_THE TASK:_ Where an image appears, leave it out; otherwise repeat the data exactly.

_EXERCISE MATERIAL:_

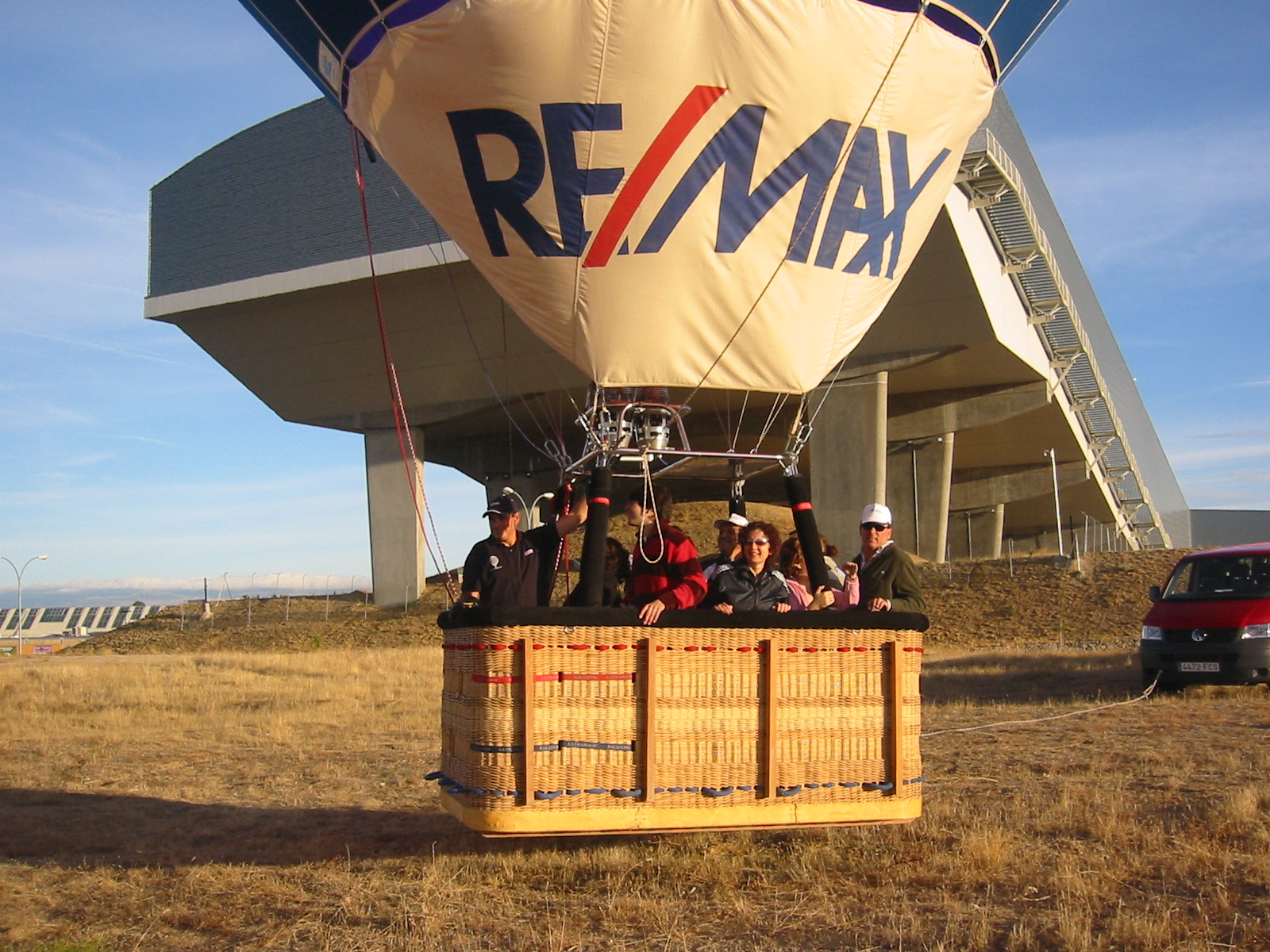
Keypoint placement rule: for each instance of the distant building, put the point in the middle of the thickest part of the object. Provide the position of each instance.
(83, 621)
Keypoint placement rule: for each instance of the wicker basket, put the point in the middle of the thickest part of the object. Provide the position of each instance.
(714, 727)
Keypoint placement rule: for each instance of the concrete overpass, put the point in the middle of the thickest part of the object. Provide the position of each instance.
(992, 353)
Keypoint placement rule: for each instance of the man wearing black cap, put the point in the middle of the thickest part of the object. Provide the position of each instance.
(514, 568)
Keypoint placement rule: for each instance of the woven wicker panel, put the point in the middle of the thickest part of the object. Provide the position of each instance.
(738, 716)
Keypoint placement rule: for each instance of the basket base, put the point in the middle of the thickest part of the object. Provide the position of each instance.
(654, 819)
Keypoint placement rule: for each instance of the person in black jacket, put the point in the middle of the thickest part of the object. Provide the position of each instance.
(751, 583)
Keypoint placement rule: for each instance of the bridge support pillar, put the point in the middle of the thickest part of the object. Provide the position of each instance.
(920, 480)
(976, 533)
(849, 457)
(398, 564)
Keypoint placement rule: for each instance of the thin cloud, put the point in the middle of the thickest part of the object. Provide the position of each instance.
(1200, 457)
(94, 346)
(1162, 198)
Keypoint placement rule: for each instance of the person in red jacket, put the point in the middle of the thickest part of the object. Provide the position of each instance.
(664, 568)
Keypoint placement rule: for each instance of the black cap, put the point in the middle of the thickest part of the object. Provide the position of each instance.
(501, 505)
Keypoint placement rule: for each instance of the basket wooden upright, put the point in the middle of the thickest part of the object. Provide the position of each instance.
(559, 721)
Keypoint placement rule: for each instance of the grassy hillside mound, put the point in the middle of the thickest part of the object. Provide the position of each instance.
(972, 605)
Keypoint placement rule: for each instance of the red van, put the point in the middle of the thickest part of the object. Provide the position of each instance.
(1210, 625)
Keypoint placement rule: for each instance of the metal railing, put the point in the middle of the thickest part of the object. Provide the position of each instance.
(995, 188)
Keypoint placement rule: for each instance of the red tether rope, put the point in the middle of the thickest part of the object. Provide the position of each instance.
(406, 441)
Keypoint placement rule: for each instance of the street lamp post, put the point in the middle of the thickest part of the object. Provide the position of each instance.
(19, 573)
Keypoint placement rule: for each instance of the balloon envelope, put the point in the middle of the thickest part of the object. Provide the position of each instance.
(718, 194)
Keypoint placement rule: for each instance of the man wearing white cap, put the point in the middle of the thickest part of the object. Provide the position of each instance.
(888, 578)
(729, 547)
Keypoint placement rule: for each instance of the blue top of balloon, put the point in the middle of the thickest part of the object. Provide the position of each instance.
(314, 29)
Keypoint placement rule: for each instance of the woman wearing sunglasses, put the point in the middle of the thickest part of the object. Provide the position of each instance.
(751, 583)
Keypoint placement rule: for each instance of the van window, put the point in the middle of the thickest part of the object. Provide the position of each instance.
(1221, 577)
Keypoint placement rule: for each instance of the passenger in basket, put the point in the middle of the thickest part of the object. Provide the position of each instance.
(888, 578)
(664, 568)
(751, 583)
(514, 568)
(799, 582)
(729, 545)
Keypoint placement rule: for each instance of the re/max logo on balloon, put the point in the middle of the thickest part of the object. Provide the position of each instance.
(846, 192)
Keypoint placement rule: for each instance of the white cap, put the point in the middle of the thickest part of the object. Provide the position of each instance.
(876, 512)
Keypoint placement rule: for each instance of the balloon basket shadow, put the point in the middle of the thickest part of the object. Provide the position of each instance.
(590, 724)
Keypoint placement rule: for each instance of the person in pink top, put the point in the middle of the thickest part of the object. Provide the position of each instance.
(794, 568)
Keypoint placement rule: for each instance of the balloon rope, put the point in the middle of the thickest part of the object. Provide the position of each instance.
(778, 405)
(406, 440)
(657, 518)
(816, 211)
(741, 419)
(1006, 67)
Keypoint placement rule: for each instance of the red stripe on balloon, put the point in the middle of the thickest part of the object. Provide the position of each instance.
(656, 159)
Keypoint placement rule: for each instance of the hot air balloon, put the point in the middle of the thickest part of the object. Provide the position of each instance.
(672, 194)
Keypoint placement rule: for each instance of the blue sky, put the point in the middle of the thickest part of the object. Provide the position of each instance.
(140, 466)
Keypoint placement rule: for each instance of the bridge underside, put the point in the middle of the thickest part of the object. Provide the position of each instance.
(972, 400)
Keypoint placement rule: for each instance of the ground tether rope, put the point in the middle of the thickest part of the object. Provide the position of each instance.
(1143, 696)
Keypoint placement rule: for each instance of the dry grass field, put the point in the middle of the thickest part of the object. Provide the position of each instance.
(276, 801)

_EXPECTED ANSWER:_
Keypoint placement rule: for each instance of the distant building, put the point in the middle of the thickest part of the object. Provide the position of each instance.
(83, 621)
Keypoint placement rule: for each instance of the wicker basket, put the point in the middle of the thickest part of the object. Provide the position of each instance.
(714, 727)
Keypoint placement rule: for each instance of the concrete overpass, put the point in the middle of the thickest part of the object. Provide the position of each instance.
(992, 353)
Keypoint placement rule: for each instance of the man wearing black cap, put the point in the middle of the thickest part of the object. Provide the position of each instance.
(514, 568)
Keypoint placement rule: for each instance of the woven wicker panel, put the point in the middle of the thickest part of the object. Provide the position of each instance.
(738, 716)
Keypoint placement rule: for each instance of the basket base, put the point in the middle of the thickest part of the object. Provide the position of each instance.
(654, 819)
Keypoint placement rule: for each instance of the person in black jacket, put the point in the middle of the thickest part of the object. Provide the position of each instance.
(751, 583)
Keypoint placement rule: for each instance of the bridge support pillar, put the point in the middle of the thickest part of the object. Provide the position of each instance.
(920, 480)
(976, 533)
(849, 457)
(398, 564)
Keypoint placement rule: for each instance of the thin cloud, put the point in the middle of the thickest part of the object. Provide the position of each instance.
(1200, 457)
(94, 346)
(1162, 198)
Keypoint placement rule: for each instance of the person in red jacket, put the point in the middle of the thickest part of the object. Provide the position of each instance.
(664, 568)
Keypoint placement rule: for each instance of the black cap, put the point in the middle of the thickest part of the object. Provide the position of each instance.
(501, 505)
Keypoint placement rule: for each instance of the basket wooden upright, put the point in the middle of the thickest part of the object. Provide the position of each instance.
(559, 721)
Keypoint placement rule: for each instance of the grassy hillside mound, put the point in the middle of the thickest part of the object. Provide the position of each instance.
(972, 605)
Keypoint placement rule: for each instance of the red van, put the point in the middle of the thickest part of the object. Provide the position of each instance.
(1210, 625)
Keypoint placement rule: for each instance of the metal railing, put the point in the middle of the thickest part of the object. Provide the position of each instance.
(995, 188)
Keypoint placement rule: for each instance of the red tether rope, put the point in the middle of the thickest part of the object. Provide the position of each instance.
(406, 441)
Keypoint placement rule: for each instance of the street lamp post, put the point in the middle of the thickest part of the object. Provide the position of each instance.
(19, 573)
Keypoint placement rule: for each instance of the balloon envelope, put the point in the middle of the thickest part of the object. Provide the position of each instance.
(718, 194)
Keypoint placement rule: for each instance of the man wearing white cap, put the point in the middle of the thickest part of the object. Provide the position of each instance.
(888, 578)
(729, 547)
Keypoint placement rule: for each instance of the blue top of balloon, put the point in the middle of the thickest part of the object. Provide the position of each instance.
(314, 29)
Keypoint placement rule: for each instance of the woman wearing sunglasses, put the point in the middle of the thickest part of the object. Provide the position of each instance.
(751, 583)
Keypoint placement rule: for each instance of the van window, put the point in the middle of the thickest part of the object. Provide the position of each instance.
(1221, 577)
Keypoint placement rule: for each instance of the passenger in basket, put the point in the middle of the thickest part of the object. Provide the position of each instance.
(888, 578)
(664, 568)
(751, 583)
(514, 568)
(799, 582)
(729, 545)
Keypoint placement rule: for each instance of the re/max logo on balloon, put the point in the middle of the thickest part of the object. Provide the position of each instance.
(846, 192)
Keypoint placement rule: for each instance of the white cap, put the point in the middle of the thickest part of the object. Provide the position of each instance.
(876, 512)
Keypoint placement rule: for each instance of the balloon basket shadow, put the point in the middle of the thickest part of the object. Provide the position of each instance.
(590, 724)
Keypoint placement rule: for each instance of the person in pink top, put the point in the middle of the thickest part of the object. Provide the position of each instance.
(794, 568)
Keypoint placement rule: for each instance of the balloon rope, put the point in the middle of the thickest part of the object. Provide the position of each instance.
(778, 405)
(406, 440)
(657, 518)
(816, 211)
(741, 419)
(1006, 67)
Keypoint placement rule: for each instance of the red stripe on balloon, put the point in the middle of the thickest part of the object. Provide the position of each instance.
(656, 159)
Keypoint placement rule: for each instance of the hot air balloon, put the point in the middle of the thickest part of the object. Provide the position of each instance.
(672, 194)
Keypoint placement rule: for each instance of the blue sky, put the point in the middle of the thickest part of the object. Provide the position of each instance.
(140, 466)
Keypoint placement rule: for each instance of the bridge underside, put the point in the middle of the thickest part of the object. Provide the position of each instance.
(972, 400)
Keypoint placement rule: for each instance of the ground tether rope, put the point in the middle of the thickest part of the object. Provide the position of each instance.
(1143, 696)
Keypoint placement rule: for each instance of the dry grass field, put the point in the middle of the thickest part of the object. Provide the position of each instance.
(276, 801)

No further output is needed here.